### Given instruction
Arrange every line of the records below into a Markdown table with two columns, No. and Text: the row number in the first and the line in the second. Omit blank lines and leave out the pictures.

========

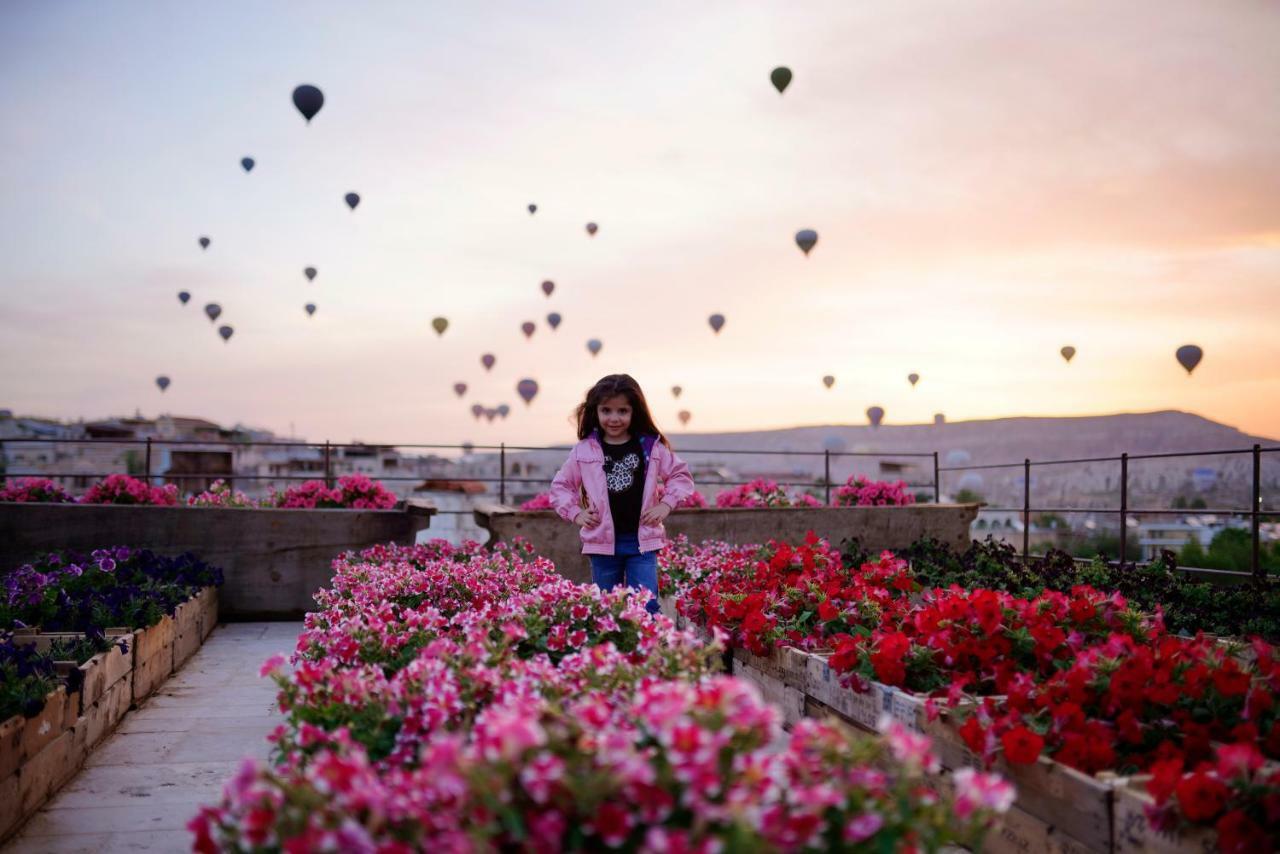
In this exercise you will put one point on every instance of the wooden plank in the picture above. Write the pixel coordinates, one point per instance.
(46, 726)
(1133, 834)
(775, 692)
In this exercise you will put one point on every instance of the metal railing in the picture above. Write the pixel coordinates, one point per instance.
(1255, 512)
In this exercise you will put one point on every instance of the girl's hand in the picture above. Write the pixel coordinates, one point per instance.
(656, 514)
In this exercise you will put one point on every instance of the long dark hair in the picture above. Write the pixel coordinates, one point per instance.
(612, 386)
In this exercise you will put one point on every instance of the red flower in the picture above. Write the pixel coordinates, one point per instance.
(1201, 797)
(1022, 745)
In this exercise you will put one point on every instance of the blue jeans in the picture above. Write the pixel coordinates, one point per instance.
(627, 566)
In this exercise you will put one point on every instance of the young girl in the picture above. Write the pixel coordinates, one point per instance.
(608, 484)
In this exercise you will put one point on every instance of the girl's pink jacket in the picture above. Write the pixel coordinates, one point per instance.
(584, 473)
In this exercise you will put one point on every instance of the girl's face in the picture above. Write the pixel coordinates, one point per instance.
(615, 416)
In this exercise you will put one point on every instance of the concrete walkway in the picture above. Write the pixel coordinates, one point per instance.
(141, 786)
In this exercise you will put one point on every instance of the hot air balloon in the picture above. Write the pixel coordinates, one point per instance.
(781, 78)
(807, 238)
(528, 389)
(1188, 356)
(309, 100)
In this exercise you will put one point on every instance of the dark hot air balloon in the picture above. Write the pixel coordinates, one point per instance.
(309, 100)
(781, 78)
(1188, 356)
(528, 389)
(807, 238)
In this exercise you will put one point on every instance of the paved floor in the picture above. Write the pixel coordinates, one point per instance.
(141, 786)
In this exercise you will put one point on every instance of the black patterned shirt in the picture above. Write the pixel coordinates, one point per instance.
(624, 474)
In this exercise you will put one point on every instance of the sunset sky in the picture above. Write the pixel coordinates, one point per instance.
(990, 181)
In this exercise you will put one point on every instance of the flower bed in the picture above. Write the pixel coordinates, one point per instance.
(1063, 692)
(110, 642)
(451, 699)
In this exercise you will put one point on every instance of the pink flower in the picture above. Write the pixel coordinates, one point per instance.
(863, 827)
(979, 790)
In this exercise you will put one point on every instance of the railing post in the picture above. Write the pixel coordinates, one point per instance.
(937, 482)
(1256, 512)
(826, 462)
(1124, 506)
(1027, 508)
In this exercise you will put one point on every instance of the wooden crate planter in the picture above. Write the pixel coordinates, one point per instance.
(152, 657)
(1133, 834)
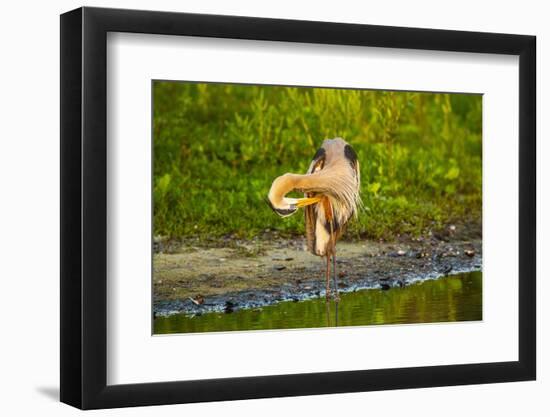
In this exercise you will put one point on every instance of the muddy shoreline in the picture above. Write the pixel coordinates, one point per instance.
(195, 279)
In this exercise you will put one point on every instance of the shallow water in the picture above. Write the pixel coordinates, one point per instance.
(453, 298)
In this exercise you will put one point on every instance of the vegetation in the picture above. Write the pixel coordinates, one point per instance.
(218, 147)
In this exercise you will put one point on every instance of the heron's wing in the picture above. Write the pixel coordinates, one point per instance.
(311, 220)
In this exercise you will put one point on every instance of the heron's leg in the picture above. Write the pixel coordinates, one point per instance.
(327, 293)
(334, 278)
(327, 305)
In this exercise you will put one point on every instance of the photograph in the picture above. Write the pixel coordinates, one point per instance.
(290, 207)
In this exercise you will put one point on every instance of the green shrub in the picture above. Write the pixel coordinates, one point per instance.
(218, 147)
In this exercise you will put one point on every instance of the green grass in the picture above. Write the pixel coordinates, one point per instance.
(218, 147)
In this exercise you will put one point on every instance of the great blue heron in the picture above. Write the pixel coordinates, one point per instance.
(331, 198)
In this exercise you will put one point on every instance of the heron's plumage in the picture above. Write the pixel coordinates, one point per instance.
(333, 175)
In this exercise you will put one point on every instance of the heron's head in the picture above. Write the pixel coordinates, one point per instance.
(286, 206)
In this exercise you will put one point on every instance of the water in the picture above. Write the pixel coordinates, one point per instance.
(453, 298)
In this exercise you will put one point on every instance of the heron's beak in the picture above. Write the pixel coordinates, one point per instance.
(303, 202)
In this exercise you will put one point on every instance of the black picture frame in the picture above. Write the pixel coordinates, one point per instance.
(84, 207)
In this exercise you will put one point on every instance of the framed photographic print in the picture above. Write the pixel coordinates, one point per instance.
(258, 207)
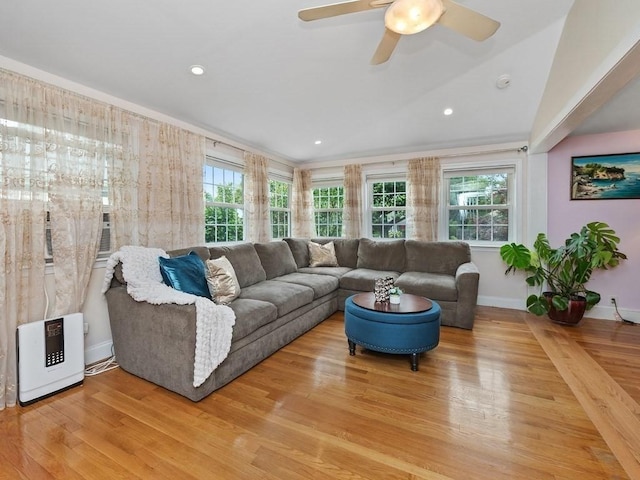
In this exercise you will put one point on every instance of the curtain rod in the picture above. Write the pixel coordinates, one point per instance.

========

### Answer to this exercise
| No. | Text |
|---|---|
| 1 | In this exercise you will put one point on every instance of the wooden plank in the picture above. Write the pixel coordinates, one point per instance. |
| 2 | (46, 726) |
| 3 | (1133, 834) |
| 4 | (775, 692) |
| 5 | In this exercise you will put one point on every instance of the metal railing in the picture above. Write the pixel coordinates, one point per instance. |
| 6 | (1255, 512) |
| 7 | In this exercise you will put one point on every instance of the girl's hand in the picture above. Write the pixel coordinates, one point per instance. |
| 8 | (656, 514) |
| 9 | In this exercise you will put one point on every instance of the long dark hair in the picture above. Write the pixel coordinates, one point per instance. |
| 10 | (612, 386) |
| 11 | In this exercise you will put one point on every instance of the red flower in the picture above. Write the pixel coordinates, one point per instance. |
| 12 | (1201, 797) |
| 13 | (1022, 745) |
| 14 | In this exercise you will put one point on every instance of the blue jeans in the picture above. Write the pixel coordinates, one point per instance. |
| 15 | (627, 566) |
| 16 | In this exercise you will put one point on every instance of the young girl in the picture above. Write the pixel coordinates, one point per instance. |
| 17 | (608, 484) |
| 18 | In this exercise you will put one point on every instance of the girl's pink jacket in the picture above. Write the pixel coordinates, one point per instance. |
| 19 | (584, 473) |
| 20 | In this exercise you will put one point on every instance of the girl's face in the picture above. Write the pixel coordinates, one point per instance. |
| 21 | (615, 416) |
| 22 | In this exercise you will put one point on every instance of the concrete walkway in the picture above. Write the pixel coordinates, one point per instance. |
| 23 | (141, 786) |
| 24 | In this exercise you will put one point on every instance of the hot air balloon in the picture above. Write the pixel coordinates, one point per instance. |
| 25 | (781, 78) |
| 26 | (807, 238) |
| 27 | (528, 389) |
| 28 | (1188, 356) |
| 29 | (309, 100) |
| 30 | In this exercise you will put one point on every instance of the dark hot air balloon in the picture above. Write the pixel coordinates, one point per instance. |
| 31 | (309, 100) |
| 32 | (781, 78) |
| 33 | (1188, 356) |
| 34 | (528, 389) |
| 35 | (807, 238) |
| 36 | In this exercise you will put one point on every instance of the paved floor in the picture above. Write the pixel coordinates, one point per instance. |
| 37 | (141, 786) |
| 38 | In this exercise you will put one point on every instance of the black patterned shirt in the picture above. Write the pixel coordinates, one point per instance. |
| 39 | (624, 474) |
| 40 | In this exercise you will put one point on every instance of the sunset sky in the picture above. Write the pixel coordinates, one point per instance. |
| 41 | (990, 181) |
| 42 | In this exercise you will put one point on every instance of the flower bed in the picture above. Write the pixel coordinates, one point per instance. |
| 43 | (1063, 692) |
| 44 | (110, 642) |
| 45 | (451, 699) |
| 46 | In this exercise you will put one point on every instance of the pink flower in the picture above. Write the pixel coordinates, one point per instance. |
| 47 | (863, 827) |
| 48 | (979, 790) |
| 49 | In this exercise you will put one point on every instance of the railing post in the picture above. Write the pixel coordinates, one point per instance. |
| 50 | (937, 482) |
| 51 | (1256, 512) |
| 52 | (826, 462) |
| 53 | (1124, 506) |
| 54 | (1027, 508) |
| 55 | In this exercise you will put one point on every instance of the wooden crate planter in the picture above. Write the pixel coordinates, one point per instance. |
| 56 | (152, 657) |
| 57 | (1133, 834) |
| 58 | In this exercise you will put one point on every instance of the muddy shoreline in the picture above. Write the pixel coordinates, one point per instance. |
| 59 | (195, 279) |
| 60 | In this exercise you will put one point on every instance of the shallow water in the picture above. Write the pixel coordinates, one point per instance. |
| 61 | (453, 298) |
| 62 | In this exercise you will put one point on every instance of the vegetation in the picture above. Write the pixel coordinates, one point per instance. |
| 63 | (218, 147) |
| 64 | In this exercise you will put one point on every instance of the heron's wing in the picture above. Write the pixel coordinates, one point per instance. |
| 65 | (311, 220) |
| 66 | In this exercise you will put one point on every instance of the heron's leg in the picture above. Write the pixel coordinates, one point per instance. |
| 67 | (327, 293) |
| 68 | (334, 278) |
| 69 | (327, 305) |
| 70 | In this exercise you will put one point on every instance of the photograph in the picture above. Write the pixel coordinates, one point per instance. |
| 71 | (290, 207) |
| 72 | In this exercise you will put one point on every instance of the green shrub in the picture above. Write the pixel coordinates, one point per instance. |
| 73 | (218, 147) |
| 74 | In this exercise you will put one point on every instance of the green grass in the picture above. Write the pixel coordinates, one point per instance. |
| 75 | (218, 147) |
| 76 | In this exercise you will put one point on every instance of the great blue heron in the picture above. Write the pixel coordinates, one point per instance. |
| 77 | (331, 198) |
| 78 | In this exercise you will put one point on every instance of the heron's plumage in the picture above. Write the pixel coordinates, one point per instance. |
| 79 | (333, 175) |
| 80 | In this exercise you will put one point on every instance of the heron's head in the picture above. Write the pixel coordinates, one point per instance. |
| 81 | (286, 206) |
| 82 | In this exercise you will put one point on every instance of the water in the picture above. Write the pixel coordinates, one point per instance. |
| 83 | (453, 298) |
| 84 | In this exercise you will put one point on every instance of the heron's beak in the picture above. Write the pixel coordinates, one point per instance. |
| 85 | (303, 202) |
| 86 | In this exercise you will put one point on every instance of the black picture frame in the picture above. Write the pixel coordinates, one point per instance. |
| 87 | (84, 207) |
| 88 | In this exercise you will put one point on every instance of the framed photographic print in the picture above. Write the pixel coordinates, one point per instance. |
| 89 | (258, 207) |
| 90 | In this exercise you will put one point on every instance of the curtain rod in the picture above. Write the pixel coordinates, one point per instance. |